-- INFORMATION GIVEN --
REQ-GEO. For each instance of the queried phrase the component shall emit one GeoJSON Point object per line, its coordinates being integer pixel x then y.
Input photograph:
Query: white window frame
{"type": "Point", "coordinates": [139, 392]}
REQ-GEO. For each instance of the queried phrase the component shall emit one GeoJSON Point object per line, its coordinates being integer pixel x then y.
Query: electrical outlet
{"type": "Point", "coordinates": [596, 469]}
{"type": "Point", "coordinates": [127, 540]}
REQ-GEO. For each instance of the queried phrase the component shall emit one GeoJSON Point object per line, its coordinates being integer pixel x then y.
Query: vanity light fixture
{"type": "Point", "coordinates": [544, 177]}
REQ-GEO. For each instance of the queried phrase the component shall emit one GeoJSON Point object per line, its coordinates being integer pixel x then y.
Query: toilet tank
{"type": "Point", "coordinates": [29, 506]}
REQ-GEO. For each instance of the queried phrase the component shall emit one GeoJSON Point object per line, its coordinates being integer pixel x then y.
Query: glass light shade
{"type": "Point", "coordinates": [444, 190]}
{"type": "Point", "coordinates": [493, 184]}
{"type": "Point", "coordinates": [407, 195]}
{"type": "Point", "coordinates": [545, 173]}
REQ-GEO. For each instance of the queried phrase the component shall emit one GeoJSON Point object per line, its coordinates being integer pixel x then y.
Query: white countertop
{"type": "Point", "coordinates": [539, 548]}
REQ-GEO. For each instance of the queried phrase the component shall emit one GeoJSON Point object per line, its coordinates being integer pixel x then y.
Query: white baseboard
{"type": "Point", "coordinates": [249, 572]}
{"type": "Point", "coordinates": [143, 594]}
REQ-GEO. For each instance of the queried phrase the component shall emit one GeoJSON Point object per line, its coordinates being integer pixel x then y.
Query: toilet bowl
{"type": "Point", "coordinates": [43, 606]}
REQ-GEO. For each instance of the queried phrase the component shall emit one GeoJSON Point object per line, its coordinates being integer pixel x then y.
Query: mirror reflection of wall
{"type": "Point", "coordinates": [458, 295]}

-- WORK INSTRUCTIONS --
Report how many lines in the material contain the string "white", treating case as significant. Give only the number.

-- ANSWER TO THE PROBLEM --
3